Text section.
>> Start

Jack Reacher (2:10) Metreon, 1000 Van Ness.

Life of Pi Several filmmakers including Alfonso Cuarón, Jean-Pierre Jeunet, and M. Night Shyamalan had a crack at Yann Martel’s "unfilmable" novel over the last decade, without success. That turns out to have been a very good thing, since Ang Lee and scenarist David Magee have made probably the best movie possible from the material — arguably even an improvement on it. Framed as the adult protagonist’s (Irrfan Khan) lengthy reminiscence to an interested writer (Rafe Spall) it chronicles his youthful experience accompanying his family and animals from their just shuttered zoo on a cargo ship voyage from India to Canada. But a storm capsizes the vessel, stranding teenaged Pi (Suraj Sharma) on a lifeboat with a mini menagerie — albeit one swiftly reduced by the food chain in action to one Richard Parker, a whimsically named Bengal tiger. This uneasy forced cohabitation between Hindu vegetarian and instinctual carnivore is an object lesson in survival as well as a fable about the existence of God, among other things. Shot in 3D, the movie has plenty of enchanted, original imagery, though its outstanding technical accomplishment may lie more in the application of CGI (rather than stereoscopic photography) to something reasonably intelligent for a change. First-time actor Sharma is a natural, while his costar gives the most remarkable performance by a wild animal this side of Joaquin Phoenix in The Master. It’s not a perfect film, but it’s a charmed, lovely experience. (2:00) New Parkway, 1000 Van Ness, Presidio, SF Center. (Harvey)

>> End

What to do.
1) According to the movie review, what kind of animal is Richard Parker?
2) Pick up the movie listings where they stop and write the next entry.

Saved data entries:
>> Start

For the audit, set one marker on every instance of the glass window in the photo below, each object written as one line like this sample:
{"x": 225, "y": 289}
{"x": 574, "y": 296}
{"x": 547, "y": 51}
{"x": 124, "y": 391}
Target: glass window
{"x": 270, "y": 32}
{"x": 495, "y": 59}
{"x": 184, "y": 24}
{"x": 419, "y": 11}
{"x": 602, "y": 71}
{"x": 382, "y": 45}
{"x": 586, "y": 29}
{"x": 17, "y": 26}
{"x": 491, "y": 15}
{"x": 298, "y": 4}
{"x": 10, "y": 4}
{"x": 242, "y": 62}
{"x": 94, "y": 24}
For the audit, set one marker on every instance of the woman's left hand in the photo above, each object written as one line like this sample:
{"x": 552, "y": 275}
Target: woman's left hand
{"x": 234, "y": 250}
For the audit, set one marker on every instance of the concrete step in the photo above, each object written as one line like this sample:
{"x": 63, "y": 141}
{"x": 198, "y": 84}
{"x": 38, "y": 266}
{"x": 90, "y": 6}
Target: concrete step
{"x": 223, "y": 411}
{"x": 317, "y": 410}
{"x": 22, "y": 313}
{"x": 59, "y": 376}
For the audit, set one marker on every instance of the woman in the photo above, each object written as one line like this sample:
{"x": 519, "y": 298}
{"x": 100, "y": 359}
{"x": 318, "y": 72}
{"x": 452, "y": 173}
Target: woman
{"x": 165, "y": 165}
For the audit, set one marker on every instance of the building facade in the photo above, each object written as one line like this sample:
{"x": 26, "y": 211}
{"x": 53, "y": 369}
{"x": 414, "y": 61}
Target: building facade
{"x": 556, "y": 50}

>> End

In response.
1) A Bengal tiger.

2)
Lincoln Distinguished subject matter and an A+ production team (Steven Spielberg directing, Daniel Day-Lewis starring, Tony Kushner adapting Doris Kearns Goodwin, John Williams scoring every emotion juuust so) mean Lincoln delivers about what you’d expect: a compelling (if verbose), emotionally resonant (and somehow suspenseful) dramatization of President Lincoln’s push to get the 13th amendment passed before the start of his second term. America’s neck-deep in the Civil War, and Congress, though now without Southern representation, is profoundly divided on the issue of abolition. Spielberg recreates 1865 Washington as a vibrant, exciting place, albeit one filled with so many recognizable stars it’s almost distracting wondering who’ll pop up in the next scene: Jared Harris as Ulysses S. Grant! Joseph Gordon-Levitt as Robert Lincoln! Lena Dunham’s shirtless boyfriend on Girls (Adam Driver) as a soldier! Most notable among the huge cast are John Hawkes, Tim Blake Nelson, and a daffy James Spader as a trio of lobbyists; Sally Field as the troubled First Lady; and likely Oscar contenders Tommy Lee Jones (as winningly cranky Rep. Thaddeus Stevens) and Day-Lewis, who does a reliably great job of disappearing into his iconic role. (2:30) 1000 Van Ness, Presidio, SF Center, Shattuck, Sundance Kabuki. (Eddy)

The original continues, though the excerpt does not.